##### Records provided #####
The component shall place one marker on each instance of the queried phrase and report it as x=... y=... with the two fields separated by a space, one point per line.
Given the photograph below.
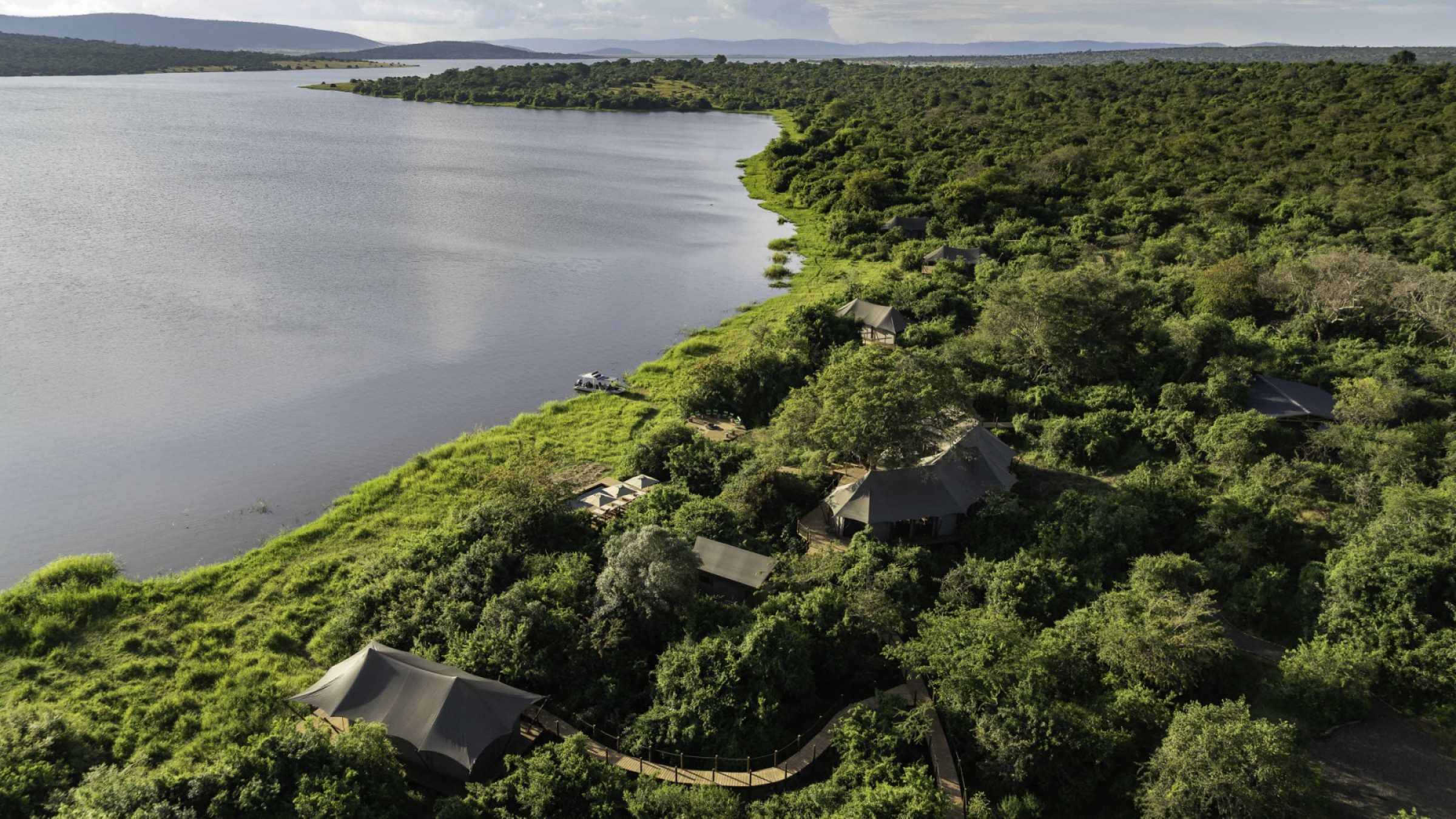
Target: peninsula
x=35 y=56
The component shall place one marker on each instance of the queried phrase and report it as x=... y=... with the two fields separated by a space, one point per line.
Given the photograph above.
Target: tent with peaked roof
x=1290 y=401
x=877 y=323
x=439 y=718
x=929 y=499
x=730 y=571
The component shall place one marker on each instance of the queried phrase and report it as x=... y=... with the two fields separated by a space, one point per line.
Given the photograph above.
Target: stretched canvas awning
x=1279 y=398
x=442 y=718
x=732 y=563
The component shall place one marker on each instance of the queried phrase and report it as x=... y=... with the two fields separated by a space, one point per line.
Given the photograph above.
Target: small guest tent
x=877 y=323
x=439 y=718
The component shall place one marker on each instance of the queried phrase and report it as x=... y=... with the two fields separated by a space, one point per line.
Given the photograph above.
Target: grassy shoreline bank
x=207 y=655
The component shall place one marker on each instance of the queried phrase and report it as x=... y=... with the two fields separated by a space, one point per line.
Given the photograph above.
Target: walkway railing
x=690 y=769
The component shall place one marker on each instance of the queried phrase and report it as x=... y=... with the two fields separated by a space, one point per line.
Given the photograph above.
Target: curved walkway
x=944 y=763
x=743 y=778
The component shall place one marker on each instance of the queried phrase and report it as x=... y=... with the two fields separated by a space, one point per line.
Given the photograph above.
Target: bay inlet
x=228 y=299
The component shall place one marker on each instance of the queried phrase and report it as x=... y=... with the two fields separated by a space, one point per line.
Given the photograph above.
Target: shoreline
x=557 y=426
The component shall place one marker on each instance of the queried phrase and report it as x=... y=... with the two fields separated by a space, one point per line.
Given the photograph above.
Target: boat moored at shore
x=598 y=382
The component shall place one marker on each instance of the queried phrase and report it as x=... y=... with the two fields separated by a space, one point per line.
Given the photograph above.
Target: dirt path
x=1382 y=764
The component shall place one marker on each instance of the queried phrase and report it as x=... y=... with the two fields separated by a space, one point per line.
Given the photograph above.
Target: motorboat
x=598 y=382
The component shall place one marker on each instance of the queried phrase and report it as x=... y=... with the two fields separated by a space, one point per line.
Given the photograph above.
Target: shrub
x=1327 y=682
x=1218 y=761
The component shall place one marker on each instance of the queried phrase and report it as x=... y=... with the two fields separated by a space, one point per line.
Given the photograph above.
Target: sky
x=1234 y=22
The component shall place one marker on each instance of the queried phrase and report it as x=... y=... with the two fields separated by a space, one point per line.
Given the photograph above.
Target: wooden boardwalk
x=743 y=777
x=943 y=761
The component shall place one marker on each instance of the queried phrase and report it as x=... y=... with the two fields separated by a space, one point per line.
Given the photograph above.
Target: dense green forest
x=1273 y=53
x=1154 y=235
x=31 y=56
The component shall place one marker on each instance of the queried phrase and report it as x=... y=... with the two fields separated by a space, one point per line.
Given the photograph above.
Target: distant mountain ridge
x=183 y=33
x=683 y=47
x=448 y=50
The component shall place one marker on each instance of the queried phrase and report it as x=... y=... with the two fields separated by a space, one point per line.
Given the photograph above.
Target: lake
x=223 y=294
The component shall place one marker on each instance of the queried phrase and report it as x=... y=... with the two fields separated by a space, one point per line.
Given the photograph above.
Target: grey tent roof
x=732 y=563
x=948 y=252
x=1279 y=398
x=906 y=223
x=947 y=483
x=442 y=716
x=878 y=317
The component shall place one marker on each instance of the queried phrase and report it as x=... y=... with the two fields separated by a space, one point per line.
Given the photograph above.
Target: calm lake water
x=222 y=289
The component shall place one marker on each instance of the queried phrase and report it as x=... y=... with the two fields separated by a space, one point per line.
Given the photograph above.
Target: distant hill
x=34 y=56
x=688 y=47
x=448 y=50
x=181 y=33
x=1273 y=53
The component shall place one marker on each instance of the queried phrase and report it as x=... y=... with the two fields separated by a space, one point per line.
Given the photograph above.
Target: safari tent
x=439 y=718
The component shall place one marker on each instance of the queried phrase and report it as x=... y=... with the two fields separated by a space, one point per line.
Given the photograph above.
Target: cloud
x=1344 y=22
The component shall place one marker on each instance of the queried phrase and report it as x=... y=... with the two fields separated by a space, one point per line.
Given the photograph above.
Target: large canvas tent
x=929 y=499
x=439 y=718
#####
▸ What is needed
Pictures in the records above are left out; print everything else exactly as written.

▸ Correct result
The component shall place one marker on each instance of the queried phrase and report it as x=... y=... with the two fields separated by a space, one point per line.
Given the photograph below.
Target: peninsula
x=35 y=56
The component shall place one marker on each instance of the queried phrase and report it as x=... y=... with the two fields separated by a space, one point per line.
Given the photograph above.
Target: tent with peaked roof
x=1290 y=401
x=877 y=323
x=439 y=718
x=929 y=499
x=730 y=571
The component shall place one marker on each instance of the queried phrase and report it as x=... y=... with the two fields separated by a space, one point per line.
Given the photograph above.
Target: stretched canvas awning
x=1279 y=398
x=442 y=718
x=732 y=563
The component shall place one marker on each instance of the queried phrase and report it as x=... y=... with the two fields separated by a space, one point per line.
Given the photograph above.
Target: small guest tent
x=877 y=323
x=439 y=718
The component shall place one marker on each instance of the queried phrase and report it as x=... y=... with the two fields separated by a space, one point per line.
Given the photograph above.
Target: grassy shoreline bank
x=207 y=655
The component shall place one marker on each instance of the queried phrase and report it as x=... y=... with the two fields separated by a space, one point per line.
Given the photograph above.
Target: walkway railing
x=690 y=769
The component shall place one marker on each instance of the queried phrase and report it as x=... y=... with the two fields separated by a space, one point per line.
Given the photograph above.
Target: curved walkway
x=944 y=763
x=743 y=778
The component shall place one marker on each instance of the queried phrase and report it as x=... y=... with the two fields separated by a space, one point per line.
Given the photograph above.
Target: bay inlet
x=228 y=299
The component shall place one marker on each instance of the queried phrase and report it as x=... y=... with the two fields separated by a space, one point per line.
Given the photograph above.
Target: shoreline
x=557 y=426
The component shall place one marker on each instance of the queried phrase and report it as x=... y=... with the two fields separated by a space, one point per line.
Given the photograph above.
Target: boat moored at shore
x=598 y=382
The component shall place one marker on each instance of the queried phrase and report it as x=... y=... with the two fields separated by a space, one point per line.
Given the photograph above.
Target: dirt path
x=1382 y=764
The component shall place one marker on each instance of the queried phrase and report it as x=... y=... with the two fields separated by a space, one point per line.
Given the photograph above.
Target: motorboat
x=598 y=382
The component shall place one marker on each instance of the queried phrase and report it as x=... y=... with the two fields separated by a space, one point per line.
Given the photograph above.
Target: shrub
x=1327 y=682
x=1218 y=761
The component shall place one marker on each instance of the queried phrase and report it as x=... y=... with the two fields separated by a space, one point per line.
Given the photograph above.
Target: sky
x=1234 y=22
The component shall place one marker on each instance of the queried phrase and report it as x=... y=... with the two fields separated by a space, one point per line.
Given the photograph above.
Target: wooden boardwalk
x=743 y=777
x=943 y=761
The component shall place one marker on each instance of the queried phrase and report it as x=... y=... with the two fields separated by a space, one point per line.
Given the photograph above.
Target: dense green forest
x=1273 y=53
x=1154 y=235
x=31 y=56
The component shall place one marker on each instance of the queried phrase and report it as x=... y=... with the two fields separated by a space, one point per line.
Given the photograph above.
Target: distant mountain ridge
x=183 y=33
x=683 y=47
x=448 y=50
The component shall place one marker on each instance of the queried phrase and report it as x=... y=... with the two fields separated by a space, one point per line.
Given the photograph above.
Target: lake
x=223 y=294
The component shall place one marker on each instance of the queried phrase and report it as x=... y=... with the two fields separated by a space, one point per line.
Given the photograph above.
Target: grey tent roof
x=732 y=563
x=948 y=252
x=1279 y=398
x=906 y=223
x=947 y=483
x=442 y=716
x=878 y=317
The component shall place one marker on each instance of the queried phrase and report it as x=... y=... with the two fields separated by a space, one point per line.
Given the photograph above.
Target: calm lake water
x=222 y=289
The component shall place one marker on each instance of the queried phrase and report it as x=... y=... with the two fields separated by a space, one point per line.
Given the photograph above.
Target: distant hill
x=34 y=56
x=688 y=47
x=448 y=50
x=181 y=33
x=1273 y=53
The component shall place one marker on each instance of the queried phrase and report it as x=... y=... with the two fields separated by a space, one point per line.
Given the photograph above.
Target: safari tent
x=439 y=718
The component shall place one marker on each instance of the queried phrase and report it as x=... y=... with the two fields separated by a space, one point per line.
Given the photograph above.
Target: cloud
x=1344 y=22
The component shall place one marker on each instance of the queried phrase and report it as x=... y=... with the two fields separated by a space, one point per line.
Given the photograph above.
Target: large canvas tent
x=929 y=499
x=439 y=718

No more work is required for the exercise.